*What you need to do*.
Write each entry down again precisely, skipping nothing.

━━━━━━

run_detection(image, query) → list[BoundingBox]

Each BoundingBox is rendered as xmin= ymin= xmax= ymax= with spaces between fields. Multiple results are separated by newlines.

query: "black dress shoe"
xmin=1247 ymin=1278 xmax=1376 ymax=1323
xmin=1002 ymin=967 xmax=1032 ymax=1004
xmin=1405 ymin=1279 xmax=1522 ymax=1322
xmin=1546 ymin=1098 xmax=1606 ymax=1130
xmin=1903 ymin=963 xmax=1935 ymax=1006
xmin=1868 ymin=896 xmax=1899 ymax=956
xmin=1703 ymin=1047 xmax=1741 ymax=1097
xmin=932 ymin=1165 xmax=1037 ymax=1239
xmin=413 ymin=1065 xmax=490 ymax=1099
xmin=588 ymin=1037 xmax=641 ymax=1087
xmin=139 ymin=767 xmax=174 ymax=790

━━━━━━

*Output below*.
run_detection(image, query) → list[BoundingBox]

Each BoundingBox is rendered as xmin= ymin= xmax= ymax= with spaces between fields. Multiple results are separated by newlines.

query: "black dress shoe"
xmin=1247 ymin=1278 xmax=1376 ymax=1323
xmin=1002 ymin=967 xmax=1032 ymax=1004
xmin=1405 ymin=1279 xmax=1522 ymax=1322
xmin=1546 ymin=1098 xmax=1606 ymax=1130
xmin=1903 ymin=963 xmax=1935 ymax=1006
xmin=1868 ymin=896 xmax=1899 ymax=956
xmin=1703 ymin=1047 xmax=1741 ymax=1097
xmin=932 ymin=1165 xmax=1037 ymax=1239
xmin=413 ymin=1065 xmax=490 ymax=1099
xmin=588 ymin=1037 xmax=641 ymax=1087
xmin=139 ymin=767 xmax=174 ymax=790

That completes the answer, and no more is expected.